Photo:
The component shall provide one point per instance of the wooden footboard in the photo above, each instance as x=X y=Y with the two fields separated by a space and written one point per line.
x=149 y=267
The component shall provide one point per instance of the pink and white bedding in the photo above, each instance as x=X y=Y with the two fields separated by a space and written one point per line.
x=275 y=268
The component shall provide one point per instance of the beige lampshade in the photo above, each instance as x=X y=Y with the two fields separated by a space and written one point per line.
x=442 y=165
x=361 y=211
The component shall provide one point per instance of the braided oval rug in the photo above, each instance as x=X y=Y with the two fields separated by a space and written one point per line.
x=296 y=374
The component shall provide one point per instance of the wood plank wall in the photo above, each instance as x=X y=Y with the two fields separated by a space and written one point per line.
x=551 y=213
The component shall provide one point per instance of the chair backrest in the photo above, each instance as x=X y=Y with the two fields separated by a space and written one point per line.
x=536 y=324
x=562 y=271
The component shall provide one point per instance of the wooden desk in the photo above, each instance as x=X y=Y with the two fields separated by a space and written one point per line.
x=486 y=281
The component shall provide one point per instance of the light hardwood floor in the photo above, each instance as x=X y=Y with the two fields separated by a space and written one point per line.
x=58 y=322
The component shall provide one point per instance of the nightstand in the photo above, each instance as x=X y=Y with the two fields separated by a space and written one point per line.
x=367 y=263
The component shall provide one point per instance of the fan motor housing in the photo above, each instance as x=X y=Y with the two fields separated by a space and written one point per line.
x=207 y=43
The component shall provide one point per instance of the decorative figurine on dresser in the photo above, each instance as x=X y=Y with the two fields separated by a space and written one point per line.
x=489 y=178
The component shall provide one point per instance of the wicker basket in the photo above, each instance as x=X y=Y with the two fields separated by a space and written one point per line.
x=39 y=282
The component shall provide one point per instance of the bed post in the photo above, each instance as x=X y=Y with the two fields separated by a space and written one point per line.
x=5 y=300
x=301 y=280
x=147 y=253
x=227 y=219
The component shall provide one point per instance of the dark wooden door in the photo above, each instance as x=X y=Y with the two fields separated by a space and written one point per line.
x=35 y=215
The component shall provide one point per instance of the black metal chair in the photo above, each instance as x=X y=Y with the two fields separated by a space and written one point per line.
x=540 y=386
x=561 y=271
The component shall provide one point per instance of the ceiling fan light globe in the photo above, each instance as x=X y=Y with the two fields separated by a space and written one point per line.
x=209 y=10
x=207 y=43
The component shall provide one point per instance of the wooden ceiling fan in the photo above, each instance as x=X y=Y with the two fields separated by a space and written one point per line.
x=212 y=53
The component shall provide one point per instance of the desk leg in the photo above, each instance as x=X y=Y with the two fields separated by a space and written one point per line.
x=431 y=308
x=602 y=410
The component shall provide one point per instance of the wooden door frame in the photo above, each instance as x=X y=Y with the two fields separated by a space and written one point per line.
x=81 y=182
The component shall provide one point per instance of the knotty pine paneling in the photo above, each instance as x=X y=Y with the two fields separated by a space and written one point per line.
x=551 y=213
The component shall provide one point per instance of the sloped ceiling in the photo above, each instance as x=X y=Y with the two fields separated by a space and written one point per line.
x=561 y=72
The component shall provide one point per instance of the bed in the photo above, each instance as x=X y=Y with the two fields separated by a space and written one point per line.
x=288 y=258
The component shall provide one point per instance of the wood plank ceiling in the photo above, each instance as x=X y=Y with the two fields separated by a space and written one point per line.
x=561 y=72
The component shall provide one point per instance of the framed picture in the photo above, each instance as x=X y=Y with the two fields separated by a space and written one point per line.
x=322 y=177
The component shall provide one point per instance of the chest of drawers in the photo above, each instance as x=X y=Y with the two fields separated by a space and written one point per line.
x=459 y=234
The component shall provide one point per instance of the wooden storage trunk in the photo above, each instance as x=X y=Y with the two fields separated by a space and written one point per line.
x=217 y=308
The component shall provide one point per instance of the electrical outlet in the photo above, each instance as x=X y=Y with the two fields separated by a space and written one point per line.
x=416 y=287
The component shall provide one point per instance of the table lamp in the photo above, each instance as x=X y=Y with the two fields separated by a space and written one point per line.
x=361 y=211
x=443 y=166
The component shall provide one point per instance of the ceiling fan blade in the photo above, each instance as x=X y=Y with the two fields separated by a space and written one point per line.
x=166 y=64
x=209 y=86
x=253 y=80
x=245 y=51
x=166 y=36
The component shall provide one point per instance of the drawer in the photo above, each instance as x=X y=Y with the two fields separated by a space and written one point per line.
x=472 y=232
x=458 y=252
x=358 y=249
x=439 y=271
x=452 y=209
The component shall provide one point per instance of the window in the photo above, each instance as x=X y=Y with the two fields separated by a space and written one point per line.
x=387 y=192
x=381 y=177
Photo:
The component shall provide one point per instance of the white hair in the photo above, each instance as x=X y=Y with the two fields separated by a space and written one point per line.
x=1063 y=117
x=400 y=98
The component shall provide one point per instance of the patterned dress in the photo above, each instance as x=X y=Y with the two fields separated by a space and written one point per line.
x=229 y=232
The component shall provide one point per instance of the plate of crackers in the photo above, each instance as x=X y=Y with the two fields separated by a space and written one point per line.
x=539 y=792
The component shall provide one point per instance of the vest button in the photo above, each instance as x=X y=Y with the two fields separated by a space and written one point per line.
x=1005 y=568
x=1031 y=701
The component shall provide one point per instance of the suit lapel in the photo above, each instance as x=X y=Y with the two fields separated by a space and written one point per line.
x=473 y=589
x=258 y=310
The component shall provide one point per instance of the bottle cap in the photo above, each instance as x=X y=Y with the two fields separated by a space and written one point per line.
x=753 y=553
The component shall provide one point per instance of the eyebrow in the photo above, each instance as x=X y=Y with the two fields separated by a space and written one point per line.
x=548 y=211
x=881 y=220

^^^^^^^^^^^^^^^^

Exercise prompt | Reproduce every one of the lines above verbatim, without altering any character.

Task result |
Photo:
The component shall provide one point per instance of the wooden footboard in the photo above, each instance as x=X y=Y with the two fields separated by a space and written one point per line.
x=149 y=267
The component shall provide one point per instance of the pink and white bedding in the photo above, each instance as x=X y=Y with the two fields separated by a space and written one point per line.
x=275 y=268
The component shall provide one point per instance of the beige lampshade in the photo above, each instance as x=X y=Y with the two fields separated by a space and written one point per line.
x=442 y=165
x=361 y=211
The component shall provide one point per instance of the braided oval rug in the photo above, each instance as x=X y=Y with the two fields separated by a space and written one point per line.
x=296 y=374
The component shall provide one point per instance of the wood plank wall in the photo above, each instance as x=X y=Y with the two fields separated by a space and written one point per line.
x=551 y=213
The component shall provide one point per instance of the chair backrest in the photo above, each instance as x=X y=Y with the two fields separated by a space and written one point per line.
x=536 y=324
x=562 y=271
The component shall provide one point per instance of the wooden desk in the photo above, each instance as x=X y=Y with the two fields separated by a space and written one point per line.
x=486 y=281
The component shall provide one point per instance of the light hardwood floor in the photo above, each instance as x=X y=Y with the two fields separated by a space and written one point per line.
x=58 y=322
The component shall provide one point per instance of the nightstand in the photo above, each instance as x=X y=Y with the two fields separated by a space and written one point per line.
x=367 y=263
The component shall provide one point per instance of the fan motor housing in the photo above, each instance as x=X y=Y with the two fields separated by a space and written one point per line.
x=207 y=43
The component shall provide one point per instance of the decorative figurine on dresser in the photo above, each instance as x=X y=Y with the two fields separated by a space and written one point per line.
x=489 y=178
The component shall provide one point per instance of the wicker basket in the photo above, each instance as x=X y=Y with the two fields separated by a space and written one point per line.
x=39 y=282
The component shall provide one point per instance of the bed post in the photo above, each instance as x=X y=Y with the two fields separated by a space and written one point per line.
x=5 y=300
x=301 y=280
x=147 y=253
x=227 y=219
The component shall provide one point per instance of the dark wooden door in the photo above, each instance as x=X y=Y with the two fields separated by a space and written one point per line.
x=35 y=215
The component shall provide one point per instance of the black metal chair in the photo above, each instance as x=X y=Y with the two fields separated by a space and written one point per line.
x=540 y=386
x=561 y=271
The component shall provide one point per instance of the ceiling fan light globe in the photo above, each instance as x=X y=Y with the two fields separated by a space and written one point per line.
x=209 y=10
x=207 y=43
The component shall provide one point per instance of the wooden ceiling fan in the photo above, each instance as x=X y=Y with the two fields separated by a space and written one point per line.
x=212 y=53
The component shall provide one point per instance of the desk leg in the photo above, each instance as x=X y=Y with the two fields separated by a space and written one point per line.
x=431 y=308
x=602 y=410
The component shall provide one point per instance of the wooden door frame in the photo above, each instance as x=X y=Y with the two fields separated by a space and written one point per line.
x=81 y=182
The component shall provide one point per instance of the knotty pine paneling in the photo above, each instance as x=X y=Y with the two fields separated by a space and written one point per line.
x=551 y=213
The component shall provide one point per instance of the sloped ceiling in the photo above, each instance as x=X y=Y with the two fields separated by a space and written one point per line.
x=561 y=72
The component shall provide one point per instance of the bed in the photo above, each instance as x=X y=Y with the two fields separated by a space and written one point per line.
x=288 y=258
The component shall provide one point per instance of the wood plank ceiling in the photo above, each instance as x=X y=Y with the two fields separated by a space and written one point per line.
x=561 y=72
The component shall provide one point per instance of the framed picture in the photo above, each instance as x=X y=Y with the two fields separated by a space and written one point per line.
x=322 y=177
The component shall provide one point per instance of the chest of drawers in the photo above, each instance as x=X y=Y with the two fields separated by a space and written one point per line.
x=459 y=234
The component shall provide one point per instance of the wooden storage trunk in the photo above, each instance as x=X y=Y with the two fields separated by a space and written one point per line.
x=217 y=308
The component shall provide one point per instance of the electrical outlet in the photo above, each instance as x=X y=Y with the two fields separated by a space and written one point per line.
x=416 y=287
The component shall provide one point per instance of the table lamp in the photo above, each instance as x=X y=Y with the two fields separated by a space and written one point per line.
x=361 y=211
x=443 y=166
The component shall provide one point per instance of the ceiling fan blade in the photo above, each instance as x=X y=Y with the two fields separated by a space and written one point per line.
x=166 y=64
x=209 y=86
x=253 y=80
x=245 y=51
x=166 y=36
The component shall provide one point per instance of the drawer in the photo above, each instance as x=X y=Y with the two fields separated by a space and written one point per line.
x=472 y=232
x=458 y=252
x=358 y=249
x=439 y=271
x=452 y=209
The component shall provide one point per instance of the window in the photo above, each instance as x=X y=Y with the two fields separated by a space and written one point per line.
x=387 y=192
x=381 y=177
Photo:
The component shall provide one point per instance of the white hair in the photo above, each instance as x=X y=Y with the two fields separated by a space and written one point per line.
x=1063 y=117
x=400 y=98
The component shall provide one point per instance of the patterned dress in the photo above, each instance as x=X y=Y with the two fields separated by a space and written one point per line.
x=229 y=232
The component shall provide one point per instance of the plate of crackers in the photo above, each instance as x=X y=Y with the two fields separated by a space and written one point per line.
x=539 y=792
The component shall provide one point per instance of the vest button in the photo above, each instance as x=X y=Y with the two fields separated by a space and written one point per line.
x=1005 y=568
x=1031 y=701
The component shall provide one point per instance of the suit lapel in the photo above, each instance as x=X y=Y with the two fields separated by a space and written one point per line.
x=473 y=589
x=258 y=310
The component shall provide one point per instance of the bottle cap in the photo above, each instance as x=X y=Y with the two fields separated by a space and written one point per line.
x=753 y=553
The component shall provide one point per instance of the eyebrow in the photo above, each instance as x=X y=Y with the two fields separated by a space and written one point per line.
x=548 y=211
x=881 y=220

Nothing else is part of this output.